▶ _Excerpt provided_
This workaround implies that dummy cs 1 pin has to be set to chip
selection function in the pinmux when the transfer clock is above
25MHz. The old chips likely have default pinmux set to chip select on
the dummy cs pin so it works but this is not case for the new Broadband
BCA chips and this workaround stop working. This is specifically an
issue to support SPI NAND and SPI NOR flash because these flash devices
can typically run at or above 100MHz.

This patch utilizes the prepend feature of the controller to combine the
multiple transfers in the same message to a single transfer when
possible. This way there is no need to keep clock low between transfers
and solve the issue without any hardware requirement.

Multiple transfers within a SPI message may be combined into one
transfer if the following are all true:
  * One or more half duplex write transfer in single bit mode
  * Optional full duplex read/write at the end
  * No delay and cs_change between transfers

Most of the SPI device meets this requirements such as SPI NOR,
SPI NAND flash, Broadcom SPI voice card and etc. For any SPI message
that does not meet the above requirement to combine the transfers, we
switch to original dummy cs mode but limit the clock rate to the safe
25MHz. This is the default auto transfer mode and it makes sure all the
SPI message can be supported automatically under the hood.

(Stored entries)

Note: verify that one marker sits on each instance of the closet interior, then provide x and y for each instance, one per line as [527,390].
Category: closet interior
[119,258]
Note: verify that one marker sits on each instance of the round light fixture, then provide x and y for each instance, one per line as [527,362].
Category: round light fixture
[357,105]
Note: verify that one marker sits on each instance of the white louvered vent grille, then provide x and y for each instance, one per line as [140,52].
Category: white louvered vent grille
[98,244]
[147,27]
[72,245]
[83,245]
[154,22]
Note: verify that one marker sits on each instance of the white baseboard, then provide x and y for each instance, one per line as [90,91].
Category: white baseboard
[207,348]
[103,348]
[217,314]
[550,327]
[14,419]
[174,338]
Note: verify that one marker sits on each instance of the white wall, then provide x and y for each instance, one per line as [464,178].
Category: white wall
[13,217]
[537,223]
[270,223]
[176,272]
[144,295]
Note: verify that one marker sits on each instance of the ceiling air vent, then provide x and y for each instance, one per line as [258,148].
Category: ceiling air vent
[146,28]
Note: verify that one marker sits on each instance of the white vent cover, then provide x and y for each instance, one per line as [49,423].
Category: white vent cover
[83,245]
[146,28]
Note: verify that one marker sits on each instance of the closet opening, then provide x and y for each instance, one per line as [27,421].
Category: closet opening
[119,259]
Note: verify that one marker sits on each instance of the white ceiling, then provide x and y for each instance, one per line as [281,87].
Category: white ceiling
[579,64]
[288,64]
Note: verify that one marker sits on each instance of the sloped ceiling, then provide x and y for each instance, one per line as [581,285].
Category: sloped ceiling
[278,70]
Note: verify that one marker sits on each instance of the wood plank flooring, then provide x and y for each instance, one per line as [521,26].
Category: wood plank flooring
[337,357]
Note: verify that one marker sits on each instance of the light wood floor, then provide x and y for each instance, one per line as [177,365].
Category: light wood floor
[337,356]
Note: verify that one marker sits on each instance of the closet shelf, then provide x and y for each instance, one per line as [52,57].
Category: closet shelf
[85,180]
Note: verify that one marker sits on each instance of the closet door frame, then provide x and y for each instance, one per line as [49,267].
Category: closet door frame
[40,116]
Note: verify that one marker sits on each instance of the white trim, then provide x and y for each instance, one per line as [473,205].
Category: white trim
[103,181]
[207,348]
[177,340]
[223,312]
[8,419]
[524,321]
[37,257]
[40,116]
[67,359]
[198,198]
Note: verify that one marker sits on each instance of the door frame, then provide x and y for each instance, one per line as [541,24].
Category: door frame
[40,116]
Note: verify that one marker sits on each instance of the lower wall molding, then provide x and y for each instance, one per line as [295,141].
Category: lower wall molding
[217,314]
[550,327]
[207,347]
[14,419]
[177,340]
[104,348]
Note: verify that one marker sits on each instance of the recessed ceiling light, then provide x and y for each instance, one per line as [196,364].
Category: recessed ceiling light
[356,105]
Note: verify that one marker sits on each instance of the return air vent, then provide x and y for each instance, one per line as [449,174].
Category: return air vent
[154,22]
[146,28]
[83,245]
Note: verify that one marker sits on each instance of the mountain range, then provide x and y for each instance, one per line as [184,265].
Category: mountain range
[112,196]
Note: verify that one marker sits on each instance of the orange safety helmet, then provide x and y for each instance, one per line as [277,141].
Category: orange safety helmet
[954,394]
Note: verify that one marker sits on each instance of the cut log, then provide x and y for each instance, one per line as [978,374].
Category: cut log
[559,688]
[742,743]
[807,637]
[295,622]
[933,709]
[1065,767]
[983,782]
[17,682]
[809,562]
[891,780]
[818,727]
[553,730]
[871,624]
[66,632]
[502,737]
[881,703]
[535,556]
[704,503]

▶ _What needs to be done_
Can you carry on the SPI transfer patch description, picking up right after its last sentence?

▶ _Written answer_
This patch also adds the driver sysfs node xfer_mode to provide
the option for overriding the default auto mode and force it to dummy cs
or prepend mode.

Signed-off-by: William Zhang <william.zhang@broadcom.com>

---

Changes in v2:
- Fix build error for Alpha platform
Reported-by: kernel test robot <lkp@intel.com>
- Remove use_cs_workaround option from device tree
- Change the transfer logic to use try prepend first and if not
prependable, switch to dummy cs mode with clock limit at the 25MHz
- Add driver sysfs node xfer_mode for the option to override the
transfer mode to dummy cs or prepend mode.
- Add number of bits check in the tranfer for prepend mode eligibility
check
- Update commit message

 drivers/spi/spi-bcm63xx-hsspi.c | 332 +++++++++++++++++++++++++++++---
 1 file changed, 300 insertions(+), 32 deletions(-)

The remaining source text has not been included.